## What you should do:
Find the string "slice" in the material. Copy every line that has it.
- Opening Delimiter -
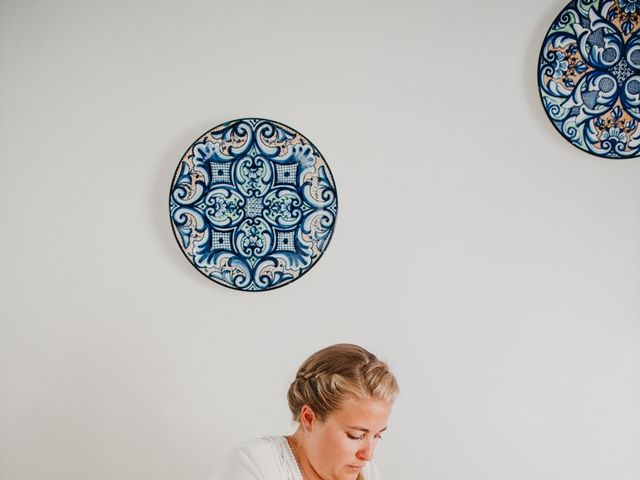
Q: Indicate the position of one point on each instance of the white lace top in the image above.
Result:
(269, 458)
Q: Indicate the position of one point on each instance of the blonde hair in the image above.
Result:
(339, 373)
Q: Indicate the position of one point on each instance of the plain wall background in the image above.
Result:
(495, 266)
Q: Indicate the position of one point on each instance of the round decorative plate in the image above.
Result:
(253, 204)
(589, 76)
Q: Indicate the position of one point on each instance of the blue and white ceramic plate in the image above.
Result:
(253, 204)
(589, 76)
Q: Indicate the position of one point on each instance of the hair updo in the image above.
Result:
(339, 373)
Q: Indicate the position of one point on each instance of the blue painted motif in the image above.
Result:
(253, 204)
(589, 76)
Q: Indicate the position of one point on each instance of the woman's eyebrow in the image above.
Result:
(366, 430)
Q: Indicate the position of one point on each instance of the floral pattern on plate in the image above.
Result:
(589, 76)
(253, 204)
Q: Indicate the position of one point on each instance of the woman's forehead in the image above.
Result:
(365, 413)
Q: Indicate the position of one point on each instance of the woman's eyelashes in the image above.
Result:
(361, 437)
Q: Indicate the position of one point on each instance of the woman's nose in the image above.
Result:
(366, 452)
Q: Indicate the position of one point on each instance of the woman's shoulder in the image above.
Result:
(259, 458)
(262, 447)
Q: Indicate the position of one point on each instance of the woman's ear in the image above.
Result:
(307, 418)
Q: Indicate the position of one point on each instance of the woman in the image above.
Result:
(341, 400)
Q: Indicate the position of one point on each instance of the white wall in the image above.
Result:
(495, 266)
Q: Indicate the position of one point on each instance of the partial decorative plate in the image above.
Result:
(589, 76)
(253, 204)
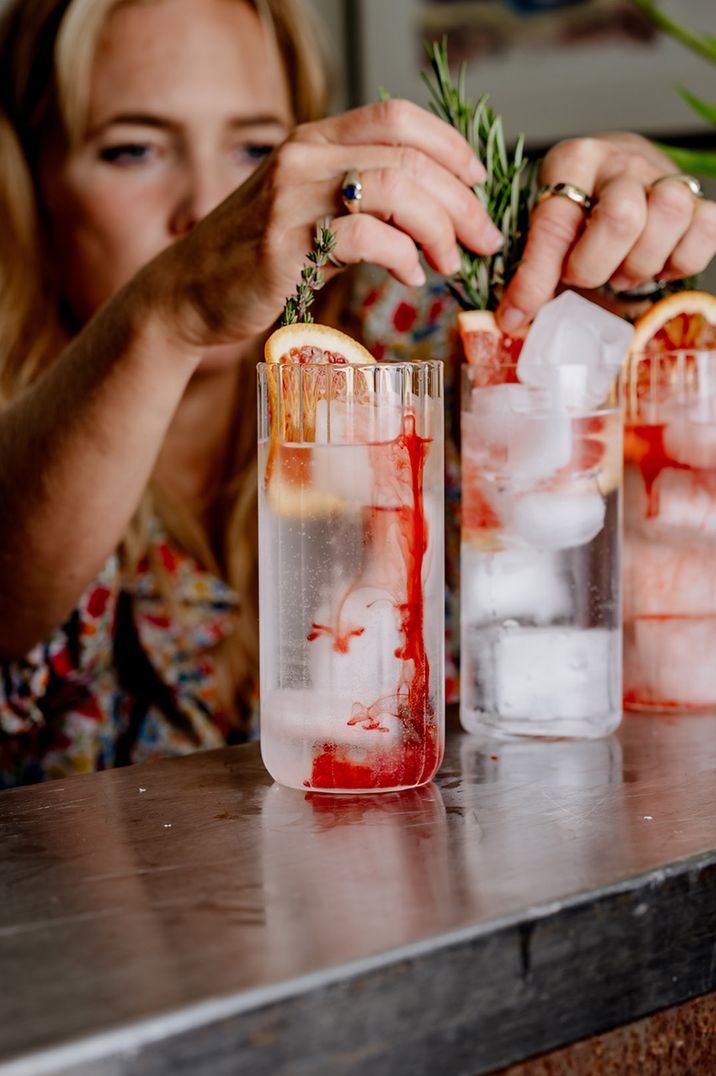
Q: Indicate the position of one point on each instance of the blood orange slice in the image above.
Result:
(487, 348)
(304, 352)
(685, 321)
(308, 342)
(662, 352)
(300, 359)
- Closing Delimiter -
- Opening Delimiter -
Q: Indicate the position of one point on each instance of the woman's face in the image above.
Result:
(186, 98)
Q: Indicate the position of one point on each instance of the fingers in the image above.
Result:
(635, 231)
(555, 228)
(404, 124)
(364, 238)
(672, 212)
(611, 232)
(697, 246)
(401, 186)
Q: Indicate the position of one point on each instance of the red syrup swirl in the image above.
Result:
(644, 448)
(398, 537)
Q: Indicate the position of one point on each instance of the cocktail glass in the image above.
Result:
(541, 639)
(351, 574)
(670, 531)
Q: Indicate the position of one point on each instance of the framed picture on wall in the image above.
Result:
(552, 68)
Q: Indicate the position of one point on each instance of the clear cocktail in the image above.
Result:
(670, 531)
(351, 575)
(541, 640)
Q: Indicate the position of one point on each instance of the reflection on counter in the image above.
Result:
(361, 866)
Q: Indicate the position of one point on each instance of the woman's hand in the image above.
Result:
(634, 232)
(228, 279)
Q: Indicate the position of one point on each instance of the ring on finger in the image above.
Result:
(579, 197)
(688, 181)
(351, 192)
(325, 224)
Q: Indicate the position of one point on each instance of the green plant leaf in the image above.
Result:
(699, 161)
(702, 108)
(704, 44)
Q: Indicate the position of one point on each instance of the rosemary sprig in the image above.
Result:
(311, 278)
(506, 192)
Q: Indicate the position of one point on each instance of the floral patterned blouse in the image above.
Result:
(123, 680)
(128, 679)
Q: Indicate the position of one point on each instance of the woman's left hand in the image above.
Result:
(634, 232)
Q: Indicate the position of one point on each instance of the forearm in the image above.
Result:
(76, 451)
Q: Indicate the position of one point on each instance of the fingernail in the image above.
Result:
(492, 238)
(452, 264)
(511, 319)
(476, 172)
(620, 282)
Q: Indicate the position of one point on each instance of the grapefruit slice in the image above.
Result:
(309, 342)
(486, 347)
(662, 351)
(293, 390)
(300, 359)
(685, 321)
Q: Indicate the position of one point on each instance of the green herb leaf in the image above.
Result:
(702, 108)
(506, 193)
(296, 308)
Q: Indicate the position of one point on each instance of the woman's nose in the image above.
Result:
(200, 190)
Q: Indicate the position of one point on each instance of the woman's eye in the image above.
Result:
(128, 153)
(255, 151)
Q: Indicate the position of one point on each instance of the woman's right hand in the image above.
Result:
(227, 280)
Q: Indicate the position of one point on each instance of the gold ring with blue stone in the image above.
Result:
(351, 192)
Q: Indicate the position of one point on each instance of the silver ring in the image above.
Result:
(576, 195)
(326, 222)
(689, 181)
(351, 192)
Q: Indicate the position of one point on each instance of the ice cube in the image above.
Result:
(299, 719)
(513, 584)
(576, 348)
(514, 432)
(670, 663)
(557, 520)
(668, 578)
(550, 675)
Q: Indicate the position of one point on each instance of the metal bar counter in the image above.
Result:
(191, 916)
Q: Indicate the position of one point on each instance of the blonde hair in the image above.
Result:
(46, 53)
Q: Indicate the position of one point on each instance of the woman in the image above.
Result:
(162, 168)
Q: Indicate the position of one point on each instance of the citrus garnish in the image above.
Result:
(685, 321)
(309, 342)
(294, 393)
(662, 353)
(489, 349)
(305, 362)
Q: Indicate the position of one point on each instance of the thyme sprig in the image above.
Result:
- Closing Delimiter -
## Exercise output:
Q: Indicate the position of one point on each instance of the blood orange slice in the image above.
Q: Indicate the position of one point on each instance of the grapefruit slice in the image above.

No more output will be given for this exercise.